-- start of Data for the task --
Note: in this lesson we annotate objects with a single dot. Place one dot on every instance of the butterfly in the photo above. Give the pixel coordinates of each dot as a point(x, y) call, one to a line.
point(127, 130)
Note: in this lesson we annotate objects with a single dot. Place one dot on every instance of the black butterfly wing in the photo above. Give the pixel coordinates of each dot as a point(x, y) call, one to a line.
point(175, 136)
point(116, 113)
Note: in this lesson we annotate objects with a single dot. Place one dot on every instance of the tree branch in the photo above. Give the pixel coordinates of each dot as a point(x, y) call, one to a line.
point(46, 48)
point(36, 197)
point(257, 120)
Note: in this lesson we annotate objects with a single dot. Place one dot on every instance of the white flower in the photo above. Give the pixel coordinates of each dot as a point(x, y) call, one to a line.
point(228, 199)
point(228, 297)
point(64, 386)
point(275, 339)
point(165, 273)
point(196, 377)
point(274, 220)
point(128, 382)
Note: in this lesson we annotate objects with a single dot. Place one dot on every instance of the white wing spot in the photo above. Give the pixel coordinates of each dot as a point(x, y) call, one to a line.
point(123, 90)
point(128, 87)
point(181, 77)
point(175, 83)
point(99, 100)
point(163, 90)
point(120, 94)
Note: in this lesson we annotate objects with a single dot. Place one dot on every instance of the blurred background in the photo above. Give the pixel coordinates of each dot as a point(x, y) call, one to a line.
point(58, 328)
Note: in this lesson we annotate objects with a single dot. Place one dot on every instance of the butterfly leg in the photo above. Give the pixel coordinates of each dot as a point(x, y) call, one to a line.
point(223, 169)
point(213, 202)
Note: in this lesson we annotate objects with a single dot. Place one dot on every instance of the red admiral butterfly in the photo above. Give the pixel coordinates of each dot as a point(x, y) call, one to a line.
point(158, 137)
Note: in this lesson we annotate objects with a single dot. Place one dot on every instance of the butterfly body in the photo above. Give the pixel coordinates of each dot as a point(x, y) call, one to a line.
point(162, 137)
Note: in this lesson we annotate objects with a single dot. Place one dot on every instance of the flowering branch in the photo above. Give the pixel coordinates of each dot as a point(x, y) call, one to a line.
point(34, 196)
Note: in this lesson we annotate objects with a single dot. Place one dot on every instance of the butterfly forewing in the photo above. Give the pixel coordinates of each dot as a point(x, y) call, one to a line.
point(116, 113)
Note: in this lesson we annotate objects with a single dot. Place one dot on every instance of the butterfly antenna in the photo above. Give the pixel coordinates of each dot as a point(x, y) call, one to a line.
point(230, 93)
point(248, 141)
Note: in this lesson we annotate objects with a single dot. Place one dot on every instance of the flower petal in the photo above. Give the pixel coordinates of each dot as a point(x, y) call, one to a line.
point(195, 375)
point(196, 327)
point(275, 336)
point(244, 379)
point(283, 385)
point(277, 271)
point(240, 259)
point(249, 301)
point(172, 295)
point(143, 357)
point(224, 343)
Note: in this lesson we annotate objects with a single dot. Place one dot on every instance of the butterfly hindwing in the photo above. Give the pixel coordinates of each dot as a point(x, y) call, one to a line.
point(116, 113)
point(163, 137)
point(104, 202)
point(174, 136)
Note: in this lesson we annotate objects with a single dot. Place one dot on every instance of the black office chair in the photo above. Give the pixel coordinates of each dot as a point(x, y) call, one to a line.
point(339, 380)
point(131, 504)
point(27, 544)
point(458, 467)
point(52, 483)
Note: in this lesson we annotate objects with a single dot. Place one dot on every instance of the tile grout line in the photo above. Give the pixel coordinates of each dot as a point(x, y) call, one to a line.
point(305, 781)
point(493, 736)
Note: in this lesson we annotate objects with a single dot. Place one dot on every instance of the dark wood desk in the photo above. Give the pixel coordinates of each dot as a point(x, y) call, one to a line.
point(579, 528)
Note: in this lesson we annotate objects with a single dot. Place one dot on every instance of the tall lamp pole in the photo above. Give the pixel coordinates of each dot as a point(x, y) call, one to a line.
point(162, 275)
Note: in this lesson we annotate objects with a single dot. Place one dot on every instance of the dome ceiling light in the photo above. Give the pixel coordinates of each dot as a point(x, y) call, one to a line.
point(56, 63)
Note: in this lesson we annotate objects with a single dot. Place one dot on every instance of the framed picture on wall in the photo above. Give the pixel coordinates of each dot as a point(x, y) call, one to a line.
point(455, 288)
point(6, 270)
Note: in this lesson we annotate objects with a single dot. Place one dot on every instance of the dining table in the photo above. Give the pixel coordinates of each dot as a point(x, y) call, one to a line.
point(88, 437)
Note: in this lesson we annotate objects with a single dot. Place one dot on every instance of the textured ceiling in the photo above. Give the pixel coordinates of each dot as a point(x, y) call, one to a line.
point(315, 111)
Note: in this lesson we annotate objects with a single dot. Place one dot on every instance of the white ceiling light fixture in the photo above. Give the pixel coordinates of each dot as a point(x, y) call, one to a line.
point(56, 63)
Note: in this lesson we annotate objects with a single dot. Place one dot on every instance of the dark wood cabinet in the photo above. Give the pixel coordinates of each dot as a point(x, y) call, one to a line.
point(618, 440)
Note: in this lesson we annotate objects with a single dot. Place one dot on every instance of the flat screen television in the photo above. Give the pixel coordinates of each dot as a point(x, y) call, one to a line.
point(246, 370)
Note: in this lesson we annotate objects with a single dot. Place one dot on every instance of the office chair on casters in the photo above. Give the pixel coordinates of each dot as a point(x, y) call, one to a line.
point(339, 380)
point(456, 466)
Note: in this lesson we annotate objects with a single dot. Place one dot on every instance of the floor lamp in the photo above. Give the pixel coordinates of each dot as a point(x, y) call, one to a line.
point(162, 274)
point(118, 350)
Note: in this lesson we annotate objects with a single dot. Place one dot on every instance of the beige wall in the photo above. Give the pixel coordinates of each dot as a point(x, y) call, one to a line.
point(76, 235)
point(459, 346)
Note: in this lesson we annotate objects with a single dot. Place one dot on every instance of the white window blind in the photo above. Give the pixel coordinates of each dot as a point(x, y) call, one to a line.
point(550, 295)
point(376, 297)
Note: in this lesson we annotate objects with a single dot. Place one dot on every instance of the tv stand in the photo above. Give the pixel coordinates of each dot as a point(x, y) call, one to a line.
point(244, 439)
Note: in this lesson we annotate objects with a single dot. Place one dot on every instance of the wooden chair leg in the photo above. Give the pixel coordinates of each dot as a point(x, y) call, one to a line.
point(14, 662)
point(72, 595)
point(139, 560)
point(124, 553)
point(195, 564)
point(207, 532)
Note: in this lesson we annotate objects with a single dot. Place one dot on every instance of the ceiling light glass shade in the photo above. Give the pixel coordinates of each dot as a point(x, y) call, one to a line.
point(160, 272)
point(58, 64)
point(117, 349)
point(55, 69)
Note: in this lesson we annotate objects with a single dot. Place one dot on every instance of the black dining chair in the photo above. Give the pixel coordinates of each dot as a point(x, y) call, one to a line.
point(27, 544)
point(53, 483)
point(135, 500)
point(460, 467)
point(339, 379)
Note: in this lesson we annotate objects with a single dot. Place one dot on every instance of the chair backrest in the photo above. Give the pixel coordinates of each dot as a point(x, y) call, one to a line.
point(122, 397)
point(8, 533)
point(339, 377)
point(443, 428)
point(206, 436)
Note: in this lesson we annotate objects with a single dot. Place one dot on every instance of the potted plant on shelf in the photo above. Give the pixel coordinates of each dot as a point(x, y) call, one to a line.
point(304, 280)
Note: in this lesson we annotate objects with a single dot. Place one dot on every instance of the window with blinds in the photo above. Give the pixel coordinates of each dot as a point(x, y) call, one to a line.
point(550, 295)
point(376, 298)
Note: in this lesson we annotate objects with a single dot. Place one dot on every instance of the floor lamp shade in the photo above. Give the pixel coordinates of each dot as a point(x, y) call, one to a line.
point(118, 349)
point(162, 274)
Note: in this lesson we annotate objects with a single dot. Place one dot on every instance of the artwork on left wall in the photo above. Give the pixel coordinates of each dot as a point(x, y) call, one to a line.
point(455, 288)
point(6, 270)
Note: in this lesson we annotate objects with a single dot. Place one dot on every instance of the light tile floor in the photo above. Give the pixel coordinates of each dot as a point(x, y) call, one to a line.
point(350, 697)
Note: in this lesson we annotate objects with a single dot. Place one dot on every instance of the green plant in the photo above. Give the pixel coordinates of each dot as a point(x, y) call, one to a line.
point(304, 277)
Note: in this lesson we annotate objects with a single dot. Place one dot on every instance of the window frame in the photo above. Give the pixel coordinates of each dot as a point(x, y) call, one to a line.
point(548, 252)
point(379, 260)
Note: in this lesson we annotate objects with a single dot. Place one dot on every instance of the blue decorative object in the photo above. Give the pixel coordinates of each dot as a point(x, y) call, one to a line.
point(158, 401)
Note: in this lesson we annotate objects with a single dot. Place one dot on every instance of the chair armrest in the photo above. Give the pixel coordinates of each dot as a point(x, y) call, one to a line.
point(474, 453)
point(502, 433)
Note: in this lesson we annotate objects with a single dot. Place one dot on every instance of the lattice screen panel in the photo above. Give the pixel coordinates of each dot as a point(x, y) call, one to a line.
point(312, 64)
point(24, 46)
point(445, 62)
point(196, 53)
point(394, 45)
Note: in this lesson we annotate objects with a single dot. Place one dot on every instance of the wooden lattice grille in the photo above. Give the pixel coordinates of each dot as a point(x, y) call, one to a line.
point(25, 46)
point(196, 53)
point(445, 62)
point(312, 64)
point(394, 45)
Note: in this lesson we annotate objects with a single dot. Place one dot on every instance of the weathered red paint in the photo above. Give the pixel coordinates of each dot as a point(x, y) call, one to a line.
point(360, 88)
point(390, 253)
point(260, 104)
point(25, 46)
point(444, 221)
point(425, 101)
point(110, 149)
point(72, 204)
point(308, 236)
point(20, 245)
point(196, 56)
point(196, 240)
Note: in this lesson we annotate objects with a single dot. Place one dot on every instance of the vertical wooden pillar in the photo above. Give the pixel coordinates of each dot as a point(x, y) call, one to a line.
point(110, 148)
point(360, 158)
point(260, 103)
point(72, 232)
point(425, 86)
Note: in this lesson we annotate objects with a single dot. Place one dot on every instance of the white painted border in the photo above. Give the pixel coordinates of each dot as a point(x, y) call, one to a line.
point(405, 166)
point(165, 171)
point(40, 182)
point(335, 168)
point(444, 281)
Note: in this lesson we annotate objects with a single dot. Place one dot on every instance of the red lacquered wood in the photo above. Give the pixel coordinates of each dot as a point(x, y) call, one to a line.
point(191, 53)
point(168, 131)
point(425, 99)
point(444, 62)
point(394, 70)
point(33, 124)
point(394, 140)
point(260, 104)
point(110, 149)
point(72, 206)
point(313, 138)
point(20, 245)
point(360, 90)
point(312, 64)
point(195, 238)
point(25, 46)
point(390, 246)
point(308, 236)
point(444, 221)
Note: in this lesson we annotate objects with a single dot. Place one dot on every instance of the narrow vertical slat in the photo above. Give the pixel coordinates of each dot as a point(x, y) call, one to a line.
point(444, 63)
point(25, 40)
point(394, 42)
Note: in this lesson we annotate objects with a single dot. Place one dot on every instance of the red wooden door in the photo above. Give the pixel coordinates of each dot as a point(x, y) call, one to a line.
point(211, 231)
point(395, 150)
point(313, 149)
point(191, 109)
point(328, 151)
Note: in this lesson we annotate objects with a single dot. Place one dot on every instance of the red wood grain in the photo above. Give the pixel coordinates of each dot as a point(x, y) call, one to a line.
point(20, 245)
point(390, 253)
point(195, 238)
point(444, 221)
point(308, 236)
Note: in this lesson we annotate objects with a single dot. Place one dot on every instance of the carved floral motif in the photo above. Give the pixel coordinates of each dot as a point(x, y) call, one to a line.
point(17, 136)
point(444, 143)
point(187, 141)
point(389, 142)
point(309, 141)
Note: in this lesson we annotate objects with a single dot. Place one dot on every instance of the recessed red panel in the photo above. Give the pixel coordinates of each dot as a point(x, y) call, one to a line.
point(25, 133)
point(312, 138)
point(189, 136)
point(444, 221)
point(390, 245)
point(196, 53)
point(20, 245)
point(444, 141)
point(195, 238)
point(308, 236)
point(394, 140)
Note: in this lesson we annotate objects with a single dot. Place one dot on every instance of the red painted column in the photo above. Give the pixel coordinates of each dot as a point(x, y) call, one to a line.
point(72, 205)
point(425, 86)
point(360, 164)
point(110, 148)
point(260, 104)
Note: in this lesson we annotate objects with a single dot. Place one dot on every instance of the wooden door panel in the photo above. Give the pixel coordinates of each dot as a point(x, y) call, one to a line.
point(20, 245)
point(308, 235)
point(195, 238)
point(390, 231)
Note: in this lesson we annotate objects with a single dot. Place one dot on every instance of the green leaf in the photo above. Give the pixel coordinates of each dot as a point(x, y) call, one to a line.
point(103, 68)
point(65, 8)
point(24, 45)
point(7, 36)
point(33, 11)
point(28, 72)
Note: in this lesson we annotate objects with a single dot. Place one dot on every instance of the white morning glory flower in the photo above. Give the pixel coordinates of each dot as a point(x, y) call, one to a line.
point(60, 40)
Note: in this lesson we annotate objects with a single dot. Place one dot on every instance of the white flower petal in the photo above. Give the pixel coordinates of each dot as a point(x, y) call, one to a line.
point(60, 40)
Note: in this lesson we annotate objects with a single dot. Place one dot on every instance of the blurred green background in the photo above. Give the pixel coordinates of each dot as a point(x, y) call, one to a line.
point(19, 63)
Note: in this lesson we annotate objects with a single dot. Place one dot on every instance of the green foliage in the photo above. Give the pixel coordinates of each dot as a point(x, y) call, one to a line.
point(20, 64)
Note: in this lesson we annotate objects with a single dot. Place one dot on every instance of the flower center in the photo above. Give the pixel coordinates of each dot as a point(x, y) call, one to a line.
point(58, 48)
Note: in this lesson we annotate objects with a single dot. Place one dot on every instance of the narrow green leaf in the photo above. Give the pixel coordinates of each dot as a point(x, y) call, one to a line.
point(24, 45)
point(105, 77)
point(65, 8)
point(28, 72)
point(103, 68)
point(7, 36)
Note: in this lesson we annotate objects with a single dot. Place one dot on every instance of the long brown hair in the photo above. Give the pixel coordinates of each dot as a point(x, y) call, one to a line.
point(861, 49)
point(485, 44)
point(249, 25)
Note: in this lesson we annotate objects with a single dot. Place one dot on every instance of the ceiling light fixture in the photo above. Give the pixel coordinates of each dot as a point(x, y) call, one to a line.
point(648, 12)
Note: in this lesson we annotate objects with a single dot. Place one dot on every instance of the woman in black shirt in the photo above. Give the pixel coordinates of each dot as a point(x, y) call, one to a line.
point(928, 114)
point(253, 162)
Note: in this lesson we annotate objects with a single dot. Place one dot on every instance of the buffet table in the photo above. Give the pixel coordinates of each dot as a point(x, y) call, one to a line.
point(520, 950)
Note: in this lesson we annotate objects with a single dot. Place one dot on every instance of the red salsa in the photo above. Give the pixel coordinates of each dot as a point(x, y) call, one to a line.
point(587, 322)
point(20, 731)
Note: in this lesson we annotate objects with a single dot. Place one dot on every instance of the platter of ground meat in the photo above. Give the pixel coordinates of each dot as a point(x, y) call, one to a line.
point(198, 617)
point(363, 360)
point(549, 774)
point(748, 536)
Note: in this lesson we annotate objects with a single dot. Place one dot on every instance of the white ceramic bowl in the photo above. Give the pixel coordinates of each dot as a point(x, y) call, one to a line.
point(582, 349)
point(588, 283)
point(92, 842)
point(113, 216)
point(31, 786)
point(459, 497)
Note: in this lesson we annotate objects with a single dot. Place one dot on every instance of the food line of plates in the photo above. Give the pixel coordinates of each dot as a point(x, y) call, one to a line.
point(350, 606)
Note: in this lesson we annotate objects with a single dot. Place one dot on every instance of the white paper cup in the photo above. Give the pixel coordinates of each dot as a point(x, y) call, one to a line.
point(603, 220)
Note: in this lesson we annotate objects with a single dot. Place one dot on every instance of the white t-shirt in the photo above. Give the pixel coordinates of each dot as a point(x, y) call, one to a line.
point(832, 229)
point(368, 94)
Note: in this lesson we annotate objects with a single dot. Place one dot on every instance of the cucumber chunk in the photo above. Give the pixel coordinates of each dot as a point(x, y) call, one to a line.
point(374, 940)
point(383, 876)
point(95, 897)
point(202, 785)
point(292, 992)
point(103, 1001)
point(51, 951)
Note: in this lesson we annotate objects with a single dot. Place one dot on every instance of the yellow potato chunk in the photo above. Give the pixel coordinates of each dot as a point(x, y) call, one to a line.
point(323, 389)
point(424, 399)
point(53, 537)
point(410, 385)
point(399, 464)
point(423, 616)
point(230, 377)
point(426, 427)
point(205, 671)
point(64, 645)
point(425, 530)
-- end of Data for the task --
> [The request]: Reformat the material above, from the line containing "the butterfly antenna" up to and including the line containing "point(248, 141)", as a Markdown table with the columns Row and Entry. Put a row number in Row and the line's text in Entry, and leave out any blank lines.

> [Reply to the task]:
| Row | Entry |
|---|---|
| 1 | Note: in this lesson we annotate objects with a single dot. Place one dot on every instance of the butterfly antenna in the photo above. Give the pixel coordinates of each dot as a point(x, y) call, one to a line. |
| 2 | point(230, 93) |
| 3 | point(248, 141) |